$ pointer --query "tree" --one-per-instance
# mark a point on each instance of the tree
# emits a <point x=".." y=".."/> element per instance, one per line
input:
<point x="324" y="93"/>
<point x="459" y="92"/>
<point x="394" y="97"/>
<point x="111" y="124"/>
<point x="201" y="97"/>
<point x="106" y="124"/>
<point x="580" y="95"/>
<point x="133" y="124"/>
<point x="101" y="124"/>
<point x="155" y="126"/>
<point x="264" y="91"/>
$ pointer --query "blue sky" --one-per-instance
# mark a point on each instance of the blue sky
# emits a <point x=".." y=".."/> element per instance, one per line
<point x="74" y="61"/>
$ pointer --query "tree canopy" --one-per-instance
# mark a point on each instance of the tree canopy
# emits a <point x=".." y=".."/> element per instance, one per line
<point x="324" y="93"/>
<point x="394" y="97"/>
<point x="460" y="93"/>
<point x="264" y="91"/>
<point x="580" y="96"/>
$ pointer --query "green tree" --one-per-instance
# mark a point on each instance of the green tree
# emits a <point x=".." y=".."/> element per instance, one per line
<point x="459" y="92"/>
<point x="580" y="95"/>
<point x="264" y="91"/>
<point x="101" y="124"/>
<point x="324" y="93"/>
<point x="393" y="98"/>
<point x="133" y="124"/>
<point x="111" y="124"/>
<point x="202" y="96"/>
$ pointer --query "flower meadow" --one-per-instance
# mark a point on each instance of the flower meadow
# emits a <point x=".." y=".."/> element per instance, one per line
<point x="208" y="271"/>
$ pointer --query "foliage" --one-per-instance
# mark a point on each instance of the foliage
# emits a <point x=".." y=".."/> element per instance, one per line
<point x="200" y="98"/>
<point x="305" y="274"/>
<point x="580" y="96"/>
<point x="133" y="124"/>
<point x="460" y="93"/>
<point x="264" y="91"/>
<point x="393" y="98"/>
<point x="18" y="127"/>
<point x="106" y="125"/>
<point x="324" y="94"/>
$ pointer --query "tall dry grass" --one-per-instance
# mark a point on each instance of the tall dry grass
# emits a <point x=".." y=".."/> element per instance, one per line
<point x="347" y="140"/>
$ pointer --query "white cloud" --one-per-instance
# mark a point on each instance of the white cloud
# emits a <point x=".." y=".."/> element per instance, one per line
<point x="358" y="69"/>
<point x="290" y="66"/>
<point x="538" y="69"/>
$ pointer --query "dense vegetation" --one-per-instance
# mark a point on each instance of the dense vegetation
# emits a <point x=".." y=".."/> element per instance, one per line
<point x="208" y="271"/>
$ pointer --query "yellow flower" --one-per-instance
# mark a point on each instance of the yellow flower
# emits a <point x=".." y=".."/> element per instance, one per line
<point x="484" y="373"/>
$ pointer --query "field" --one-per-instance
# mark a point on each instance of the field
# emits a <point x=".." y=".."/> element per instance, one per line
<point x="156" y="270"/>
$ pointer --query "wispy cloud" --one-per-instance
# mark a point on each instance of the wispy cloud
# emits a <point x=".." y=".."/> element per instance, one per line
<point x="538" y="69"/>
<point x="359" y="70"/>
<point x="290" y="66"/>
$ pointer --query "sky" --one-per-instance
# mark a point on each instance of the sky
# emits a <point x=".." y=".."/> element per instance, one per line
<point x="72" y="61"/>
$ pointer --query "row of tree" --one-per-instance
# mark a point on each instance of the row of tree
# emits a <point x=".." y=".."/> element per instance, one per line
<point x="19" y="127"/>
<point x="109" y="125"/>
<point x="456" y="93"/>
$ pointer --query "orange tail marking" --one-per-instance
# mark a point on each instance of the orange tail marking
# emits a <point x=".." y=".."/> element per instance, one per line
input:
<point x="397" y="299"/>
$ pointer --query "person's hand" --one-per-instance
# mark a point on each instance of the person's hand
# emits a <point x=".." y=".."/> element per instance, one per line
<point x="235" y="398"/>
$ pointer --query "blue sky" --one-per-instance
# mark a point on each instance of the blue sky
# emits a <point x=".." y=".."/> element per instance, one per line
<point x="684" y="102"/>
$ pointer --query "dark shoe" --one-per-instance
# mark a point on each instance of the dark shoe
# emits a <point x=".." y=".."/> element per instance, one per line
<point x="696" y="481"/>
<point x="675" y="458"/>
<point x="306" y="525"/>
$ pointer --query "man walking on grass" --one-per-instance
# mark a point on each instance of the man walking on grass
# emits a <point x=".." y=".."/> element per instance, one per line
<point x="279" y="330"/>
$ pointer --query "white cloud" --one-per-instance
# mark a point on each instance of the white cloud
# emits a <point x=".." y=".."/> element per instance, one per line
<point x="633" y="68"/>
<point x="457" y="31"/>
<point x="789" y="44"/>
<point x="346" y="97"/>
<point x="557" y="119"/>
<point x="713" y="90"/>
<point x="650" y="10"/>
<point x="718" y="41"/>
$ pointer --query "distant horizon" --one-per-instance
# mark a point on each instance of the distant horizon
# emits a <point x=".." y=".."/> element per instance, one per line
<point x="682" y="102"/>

****************************************

Exercise: Make an exact copy of the material above.

Full solution:
$ pointer --query "tree" --one-per-instance
# mark a point on each instance of the tree
# emits a <point x=".." y=".."/> element per instance, one per line
input:
<point x="324" y="93"/>
<point x="459" y="92"/>
<point x="394" y="97"/>
<point x="111" y="124"/>
<point x="201" y="97"/>
<point x="106" y="124"/>
<point x="580" y="95"/>
<point x="133" y="124"/>
<point x="101" y="124"/>
<point x="155" y="126"/>
<point x="264" y="91"/>
$ pointer --query "blue sky" --one-per-instance
# mark a point on each instance of the blue sky
# emits a <point x=".." y=".."/> element per instance, one per line
<point x="74" y="61"/>
$ pointer --query "tree canopy" --one-per-instance
# mark a point on each instance of the tree canopy
# emits a <point x=".." y=".."/> element per instance, one per line
<point x="324" y="93"/>
<point x="394" y="97"/>
<point x="460" y="93"/>
<point x="264" y="91"/>
<point x="580" y="96"/>
$ pointer --query "green tree" --one-per-instance
# mark a point on each instance of the green tree
# emits a <point x=".." y=".."/> element per instance, one per line
<point x="459" y="92"/>
<point x="580" y="95"/>
<point x="264" y="91"/>
<point x="101" y="124"/>
<point x="324" y="93"/>
<point x="393" y="98"/>
<point x="133" y="124"/>
<point x="111" y="124"/>
<point x="202" y="96"/>
$ pointer --query "flower meadow" --one-per-instance
# mark a point on each instance of the flower meadow
# emits a <point x=".." y=".."/> element per instance, one per line
<point x="208" y="271"/>
$ pointer --query "foliage" --one-per-instance
# mark a point on each instance of the foliage
# emits a <point x=".." y=".."/> element per instance, one per line
<point x="200" y="98"/>
<point x="305" y="274"/>
<point x="580" y="96"/>
<point x="133" y="124"/>
<point x="460" y="93"/>
<point x="264" y="91"/>
<point x="393" y="98"/>
<point x="18" y="127"/>
<point x="106" y="125"/>
<point x="324" y="94"/>
$ pointer --query "tall dry grass" --one-per-instance
# mark a point on each instance of the tall dry grass
# emits a <point x=".." y=".."/> element per instance, one per line
<point x="347" y="140"/>
$ pointer --query "white cloud" --one-per-instance
# mark a point on each instance of the white cloud
# emits a <point x=".." y=".."/> element per instance, one per line
<point x="358" y="69"/>
<point x="290" y="66"/>
<point x="538" y="69"/>
$ pointer --query "dense vegetation" --one-per-instance
# mark a point on each instance of the dense vegetation
# emits a <point x=".." y=".."/> element per instance, one per line
<point x="208" y="271"/>
$ pointer --query "yellow flower" --one-per-instance
# mark a point on each instance of the yellow flower
# emits a <point x=".." y=".."/> element per instance, one per line
<point x="484" y="373"/>
$ pointer --query "field" --one-per-instance
# mark a point on each instance of the field
# emits a <point x=".." y=".."/> element per instance, one per line
<point x="156" y="270"/>
$ pointer --query "wispy cloud" --one-per-instance
# mark a point on each instance of the wispy cloud
# emits a <point x=".." y=".."/> element per instance, one per line
<point x="538" y="69"/>
<point x="359" y="70"/>
<point x="290" y="66"/>
$ pointer --query "sky" --one-per-instance
# mark a point on each instance of the sky
# emits a <point x=".." y=".."/> element per instance, one per line
<point x="72" y="61"/>
$ pointer --query "row of tree" --one-per-instance
# mark a point on each instance of the row of tree
# emits a <point x=".." y=".."/> element per instance, one per line
<point x="19" y="127"/>
<point x="109" y="125"/>
<point x="456" y="93"/>
$ pointer --query "orange tail marking" --one-per-instance
# mark a point on each instance of the orange tail marking
# emits a <point x=".." y=".."/> element per instance, one per line
input:
<point x="397" y="299"/>
$ pointer --query "person's hand" --one-per-instance
# mark a point on each instance of the person's hand
# emits a <point x=".." y=".."/> element per instance, one per line
<point x="235" y="398"/>
$ pointer --query "blue sky" --one-per-instance
# mark a point on each instance of the blue sky
# emits a <point x=".." y=".."/> element per instance, one per line
<point x="684" y="102"/>
$ pointer --query "dark shoe" --one-per-instance
# mark a point on each instance of the dark shoe
# emits a <point x=".." y=".."/> element per instance, one per line
<point x="696" y="481"/>
<point x="675" y="458"/>
<point x="306" y="525"/>
$ pointer --query "man walking on grass" --one-per-instance
# mark a point on each instance of the man walking on grass
# emits a <point x=".." y=".."/> element per instance, one per line
<point x="279" y="330"/>
$ pointer --query "white cloud" --one-per-instance
# mark a point on each instance of the white cloud
# emits a <point x=".." y=".."/> element per instance, one per line
<point x="633" y="68"/>
<point x="457" y="31"/>
<point x="789" y="44"/>
<point x="346" y="97"/>
<point x="557" y="119"/>
<point x="713" y="90"/>
<point x="650" y="10"/>
<point x="718" y="41"/>
$ pointer --query "distant horizon" --one-per-instance
# mark a point on each instance of the distant horizon
# emits a <point x=".." y=".."/> element per instance, one per line
<point x="682" y="102"/>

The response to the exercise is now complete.